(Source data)
--- START ---
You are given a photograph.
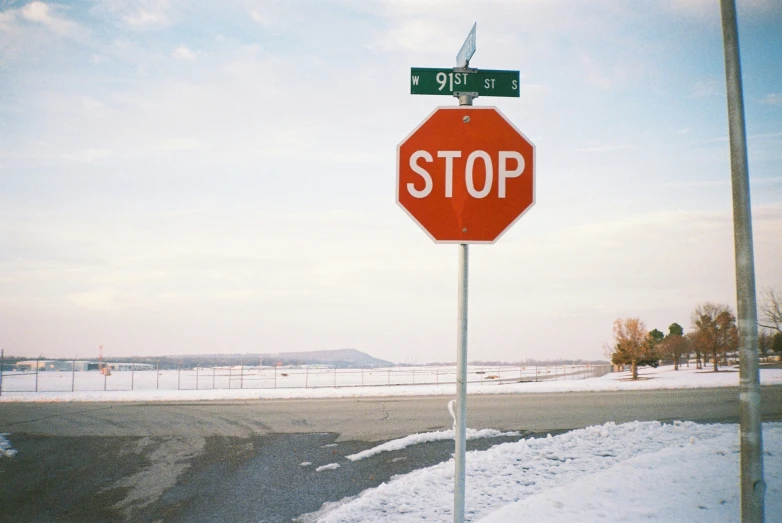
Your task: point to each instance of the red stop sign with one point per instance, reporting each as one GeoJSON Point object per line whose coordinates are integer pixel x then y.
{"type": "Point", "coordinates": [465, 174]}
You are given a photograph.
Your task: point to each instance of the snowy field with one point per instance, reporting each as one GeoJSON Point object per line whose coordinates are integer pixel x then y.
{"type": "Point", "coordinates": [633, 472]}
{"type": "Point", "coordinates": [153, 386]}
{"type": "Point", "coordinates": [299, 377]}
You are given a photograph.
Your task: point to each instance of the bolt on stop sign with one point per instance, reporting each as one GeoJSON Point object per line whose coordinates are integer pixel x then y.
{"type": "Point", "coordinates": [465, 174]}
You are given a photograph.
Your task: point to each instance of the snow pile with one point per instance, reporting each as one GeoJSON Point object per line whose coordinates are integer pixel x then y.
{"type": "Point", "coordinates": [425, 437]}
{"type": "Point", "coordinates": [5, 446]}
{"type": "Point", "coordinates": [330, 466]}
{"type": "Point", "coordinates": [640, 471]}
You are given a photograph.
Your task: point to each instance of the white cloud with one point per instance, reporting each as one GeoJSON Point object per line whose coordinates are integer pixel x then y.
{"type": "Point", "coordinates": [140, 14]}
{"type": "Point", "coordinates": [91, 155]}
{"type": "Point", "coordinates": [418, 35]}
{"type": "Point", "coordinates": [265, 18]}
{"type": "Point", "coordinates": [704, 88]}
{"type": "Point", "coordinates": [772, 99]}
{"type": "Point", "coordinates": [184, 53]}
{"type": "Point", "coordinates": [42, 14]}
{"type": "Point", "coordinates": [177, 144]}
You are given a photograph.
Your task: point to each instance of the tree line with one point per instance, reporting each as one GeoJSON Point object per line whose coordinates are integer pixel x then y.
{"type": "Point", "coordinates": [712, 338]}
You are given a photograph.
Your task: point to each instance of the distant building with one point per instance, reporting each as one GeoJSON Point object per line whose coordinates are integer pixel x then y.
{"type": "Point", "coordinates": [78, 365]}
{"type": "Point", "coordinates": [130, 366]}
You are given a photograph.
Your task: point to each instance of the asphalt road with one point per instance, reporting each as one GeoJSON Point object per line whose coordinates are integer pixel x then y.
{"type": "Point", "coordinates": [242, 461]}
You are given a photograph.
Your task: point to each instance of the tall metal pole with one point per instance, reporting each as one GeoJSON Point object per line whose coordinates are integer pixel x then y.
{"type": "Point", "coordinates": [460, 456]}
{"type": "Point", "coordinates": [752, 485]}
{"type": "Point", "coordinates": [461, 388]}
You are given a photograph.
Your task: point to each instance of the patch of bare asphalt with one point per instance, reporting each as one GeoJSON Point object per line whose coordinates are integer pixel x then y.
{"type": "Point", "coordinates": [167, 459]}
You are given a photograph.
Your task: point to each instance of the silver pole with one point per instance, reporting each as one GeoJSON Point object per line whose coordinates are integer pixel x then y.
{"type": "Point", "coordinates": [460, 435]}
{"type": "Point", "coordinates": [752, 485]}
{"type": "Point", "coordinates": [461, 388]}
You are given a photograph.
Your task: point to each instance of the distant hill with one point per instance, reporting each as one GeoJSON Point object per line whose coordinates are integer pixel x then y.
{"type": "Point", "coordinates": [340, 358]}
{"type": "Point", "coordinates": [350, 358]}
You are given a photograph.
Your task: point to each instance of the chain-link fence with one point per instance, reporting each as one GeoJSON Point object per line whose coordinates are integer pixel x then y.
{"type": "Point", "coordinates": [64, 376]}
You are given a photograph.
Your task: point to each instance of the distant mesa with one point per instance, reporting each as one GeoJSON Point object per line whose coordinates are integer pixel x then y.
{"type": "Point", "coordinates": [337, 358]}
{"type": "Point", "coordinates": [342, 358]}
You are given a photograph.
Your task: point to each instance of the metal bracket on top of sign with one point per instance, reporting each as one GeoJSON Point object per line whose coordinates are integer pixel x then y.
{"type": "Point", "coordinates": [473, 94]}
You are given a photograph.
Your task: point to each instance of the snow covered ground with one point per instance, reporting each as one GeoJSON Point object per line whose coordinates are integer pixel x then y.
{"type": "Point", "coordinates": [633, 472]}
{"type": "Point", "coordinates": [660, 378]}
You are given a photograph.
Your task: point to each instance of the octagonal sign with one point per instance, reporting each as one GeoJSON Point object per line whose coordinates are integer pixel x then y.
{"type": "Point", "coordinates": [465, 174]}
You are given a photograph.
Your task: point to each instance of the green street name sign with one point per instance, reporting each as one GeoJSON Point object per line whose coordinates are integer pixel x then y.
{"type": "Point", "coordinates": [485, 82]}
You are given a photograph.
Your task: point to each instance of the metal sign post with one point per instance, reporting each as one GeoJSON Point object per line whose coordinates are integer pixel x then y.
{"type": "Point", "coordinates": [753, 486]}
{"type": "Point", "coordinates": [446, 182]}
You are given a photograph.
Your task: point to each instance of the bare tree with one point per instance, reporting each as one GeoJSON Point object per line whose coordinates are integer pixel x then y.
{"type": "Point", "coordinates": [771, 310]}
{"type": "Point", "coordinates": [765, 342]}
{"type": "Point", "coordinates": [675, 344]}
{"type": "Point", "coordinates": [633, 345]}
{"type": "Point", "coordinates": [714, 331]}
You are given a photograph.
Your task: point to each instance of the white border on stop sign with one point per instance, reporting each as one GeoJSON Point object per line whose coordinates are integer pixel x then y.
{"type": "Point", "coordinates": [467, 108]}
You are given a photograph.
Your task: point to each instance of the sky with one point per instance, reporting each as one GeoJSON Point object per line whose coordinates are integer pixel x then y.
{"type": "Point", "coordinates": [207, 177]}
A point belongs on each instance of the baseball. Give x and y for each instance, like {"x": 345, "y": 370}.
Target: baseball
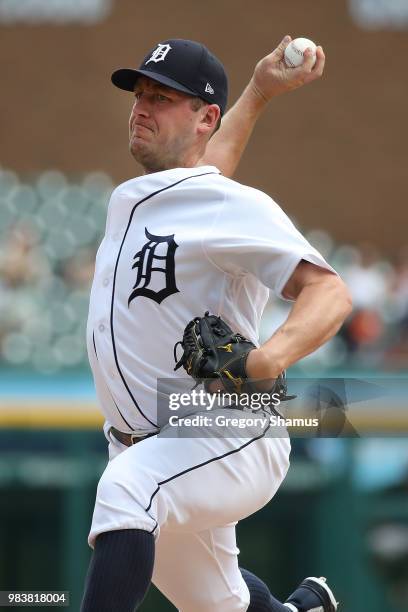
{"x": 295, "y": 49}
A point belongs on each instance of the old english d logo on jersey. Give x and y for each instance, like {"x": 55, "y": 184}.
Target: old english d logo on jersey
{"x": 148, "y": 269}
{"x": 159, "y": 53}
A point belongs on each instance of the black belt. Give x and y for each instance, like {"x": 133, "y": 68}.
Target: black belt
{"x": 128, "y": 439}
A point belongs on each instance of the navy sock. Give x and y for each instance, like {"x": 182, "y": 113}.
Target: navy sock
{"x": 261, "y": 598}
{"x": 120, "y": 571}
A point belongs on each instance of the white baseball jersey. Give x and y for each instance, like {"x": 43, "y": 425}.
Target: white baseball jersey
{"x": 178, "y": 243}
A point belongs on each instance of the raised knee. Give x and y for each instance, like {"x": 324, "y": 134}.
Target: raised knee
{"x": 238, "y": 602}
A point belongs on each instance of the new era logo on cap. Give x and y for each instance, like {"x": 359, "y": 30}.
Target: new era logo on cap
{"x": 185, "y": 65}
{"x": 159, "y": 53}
--- END ---
Your instructions: From the records above, output only the lines starting at the one containing "A point belongs on each instance of the baseball." and ending at the one containing "A point belongs on each instance of the navy", word for word. Pictures stay out.

Response:
A point belongs on each instance of the baseball. Give x and y for each instance, like {"x": 345, "y": 370}.
Target: baseball
{"x": 295, "y": 49}
A point belongs on each instance of the old english d logo on jersey. Give x and y for each instance, like {"x": 55, "y": 184}.
Target: old english d logo on jersey
{"x": 148, "y": 269}
{"x": 159, "y": 53}
A point belongs on each instance of the black belt. Give x and y for each instance, like {"x": 133, "y": 68}.
Target: black belt
{"x": 128, "y": 439}
A point belongs on each instance of the navy sock. Give x and y for each instance, like {"x": 182, "y": 113}.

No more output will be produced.